SOURCE TEXT START

Nebraska and New York


 

Welcome to Cooper by Tariq Ashkanani

From GoodReads: In this explosive thriller of bad choices and dark crimes, Detective Thomas Levine knew his transfer was a punishment—but he had no idea just how bad it would get. Cooper, Nebraska, is forgettable and Det. Levine’s career has. But when a young woman is found lying dead in the snow, choked to death, her eyes gouged out, the disgraced detective is Cooper’s only hope for restoring peace and justice.
 
ME: Wouldn't call this an explosive thriller, but it's a good read and listen.

Book Beginnings: They ask me to tell them a story. Friendly words, spoken by tired men wearing crushed suits, over lukewarm coffee in a paper cup and a bagel that was cold long before it ever reached me. Tell us a story. A red-hooded girl visits her grandmother. I think they’ve heard that one before. The problem is, I was never any good at telling stories.

Friday 56: Anyway, we all know where this is going. Mom got raped, Mom got pregnant, Mom went out and bought herself a handgun and blew Robert’s brains so far up the wall of his apartment building the cleaners would need a crane to get it all off. 
 

Cleopatra's Dagger

From Amazon: New York, 1880. Elizabeth van den Broek is the only female reporter at the Herald, the city’s most popular newspaper. Then she and her bohemian friend Carlotta Ackerman find a woman’s body wrapped like a mummy in a freshly dug hole in Central Park—the intended site of an obelisk called Cleopatra’s Needle. The macabre discovery takes Elizabeth away from the society pages to follow an investigation into New York City’s darkest shadows.
 
ME: Picked this up without paying close enough attention that it wasn't an Ian Hamilton mystery. Lawrence's dialog in this book seems still and unnecessarily formal. And the story is OK, at best. This book is certainly not as good as the Edinburgh stories - Twilight, Dusk, and Midnight. And the reader is not nearly as good, either.
 
Book Beginnings: Oh, they were soft, so soft . . . and so beautiful— pliable as raindrops, their limbs round and white as bone china. But he knew they were evil— Jezebels, Salomes, Delilahs, all of them. They lured men with sweet siren songs, entrapping them with their wicked ways— either by withholding their favors or by letting them taste the splendors of heaven, lulling their victims into a senseless stupor until it was too late. They were spiders, and men were but hapless insects struggling vainly to escape their sweet, sticky webs.

Friday 56: 
Panicked, she dashed to the other side of the dirt pile, and saw Carlotta on the ground in what appeared to be a dead faint. Toby stood over her, licking her face frantically. As Elizabeth knelt beside her, something at the bottom of the hole caught her eye. Shielding her eyes from the sun, she peered down at the object, now visible from this angle. Her breath caught in her throat when she saw what it was.

SOURCE TEXT END
GIVEN ENTRIES START

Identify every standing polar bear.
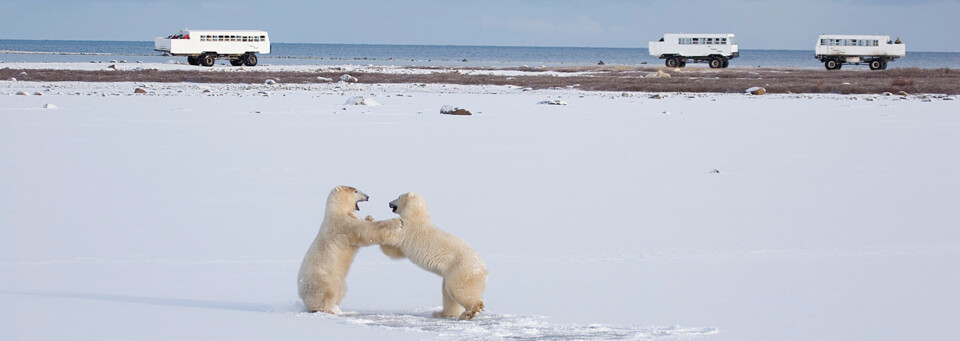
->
[297,186,403,314]
[380,192,487,320]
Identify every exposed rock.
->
[344,96,380,106]
[540,99,567,105]
[745,86,767,95]
[440,105,473,116]
[646,70,670,78]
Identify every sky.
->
[0,0,960,52]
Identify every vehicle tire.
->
[664,57,680,67]
[823,58,840,70]
[710,58,723,69]
[199,53,217,66]
[243,52,257,66]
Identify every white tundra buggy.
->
[816,34,907,70]
[153,29,270,66]
[649,33,740,69]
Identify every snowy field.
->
[0,75,960,340]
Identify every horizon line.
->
[0,38,960,53]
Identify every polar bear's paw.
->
[433,311,459,318]
[460,301,483,320]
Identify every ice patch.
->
[310,307,719,340]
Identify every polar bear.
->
[297,186,403,314]
[380,192,487,320]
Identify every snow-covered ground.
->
[0,75,960,340]
[0,60,598,77]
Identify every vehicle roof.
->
[820,34,890,40]
[663,33,734,38]
[180,29,267,33]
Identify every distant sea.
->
[0,39,960,68]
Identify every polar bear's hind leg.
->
[433,279,463,317]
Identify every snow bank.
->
[0,78,960,340]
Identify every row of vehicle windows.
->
[820,39,880,46]
[200,34,267,42]
[678,38,727,45]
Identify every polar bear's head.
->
[327,186,370,213]
[390,192,429,219]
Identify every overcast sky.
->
[0,0,960,52]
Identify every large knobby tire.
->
[664,57,680,67]
[199,53,217,66]
[243,52,257,66]
[710,58,723,69]
[823,58,840,70]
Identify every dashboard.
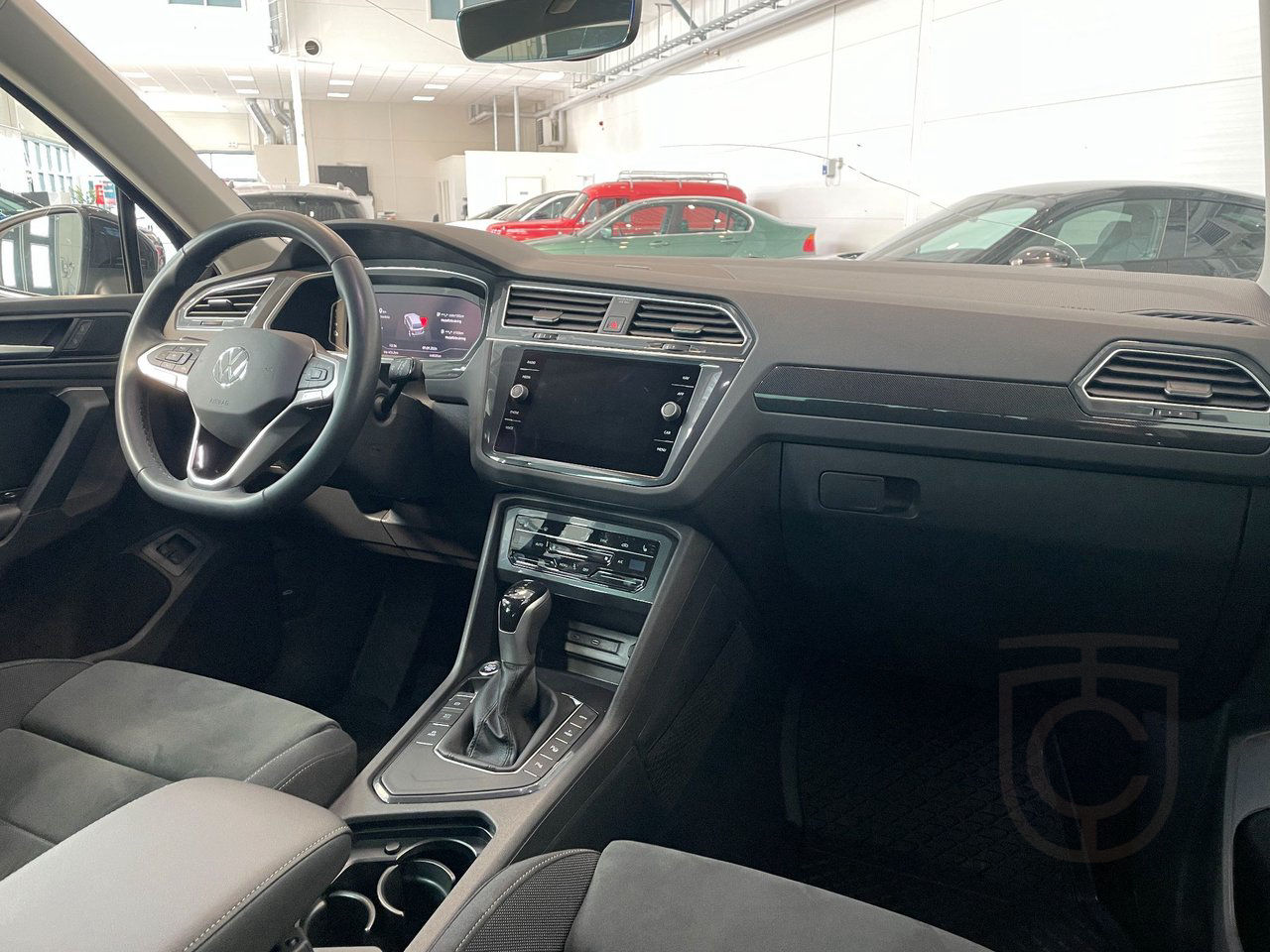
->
[161,222,1270,705]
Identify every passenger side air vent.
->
[1084,350,1270,410]
[503,285,613,331]
[186,278,273,327]
[1133,311,1261,327]
[627,299,745,344]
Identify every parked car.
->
[466,202,518,221]
[0,189,40,218]
[858,181,1266,278]
[0,204,167,298]
[488,172,745,241]
[449,191,577,231]
[234,182,375,221]
[531,198,816,258]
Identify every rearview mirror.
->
[458,0,640,62]
[1010,245,1072,268]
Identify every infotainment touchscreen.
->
[334,291,484,361]
[494,350,701,476]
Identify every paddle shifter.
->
[466,579,552,767]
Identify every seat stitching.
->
[0,726,188,783]
[0,657,92,686]
[454,849,590,952]
[242,727,332,783]
[274,750,344,789]
[0,816,58,847]
[182,824,349,952]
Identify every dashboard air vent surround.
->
[626,298,745,344]
[503,285,613,332]
[1083,348,1270,412]
[1134,311,1261,327]
[185,278,273,326]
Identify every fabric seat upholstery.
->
[430,842,984,952]
[0,660,357,877]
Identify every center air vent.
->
[1084,349,1270,410]
[503,285,613,331]
[186,278,273,327]
[627,299,745,344]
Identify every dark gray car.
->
[860,181,1265,278]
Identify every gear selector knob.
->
[498,579,552,666]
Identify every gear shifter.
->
[466,579,552,767]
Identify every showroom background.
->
[0,0,1265,251]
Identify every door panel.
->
[0,295,139,570]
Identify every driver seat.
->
[0,660,357,879]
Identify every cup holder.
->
[304,831,488,952]
[304,890,377,947]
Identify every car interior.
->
[0,0,1270,952]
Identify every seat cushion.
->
[431,842,984,952]
[0,660,357,877]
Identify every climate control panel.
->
[499,507,675,600]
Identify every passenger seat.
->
[430,842,984,952]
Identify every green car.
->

GIVEN ENTRIES END

▸ **ACTIVITY 1**
In the book review post, which newspaper employs Elizabeth van den Broek as its only female reporter?
▸ **ACTIVITY 2**
Please print the part of the book review post between "From GoodReads: In" and "peace and justice.", inclusive.

▸ **WRITTEN ANSWER 1**
The Herald

▸ **WRITTEN ANSWER 2**
From GoodReads: In this explosive thriller of bad choices and dark crimes, Detective Thomas Levine knew his transfer was a punishment—but he had no idea just how bad it would get. Cooper, Nebraska, is forgettable and Det. Levine’s career has. But when a young woman is found lying dead in the snow, choked to death, her eyes gouged out, the disgraced detective is Cooper’s only hope for restoring peace and justice.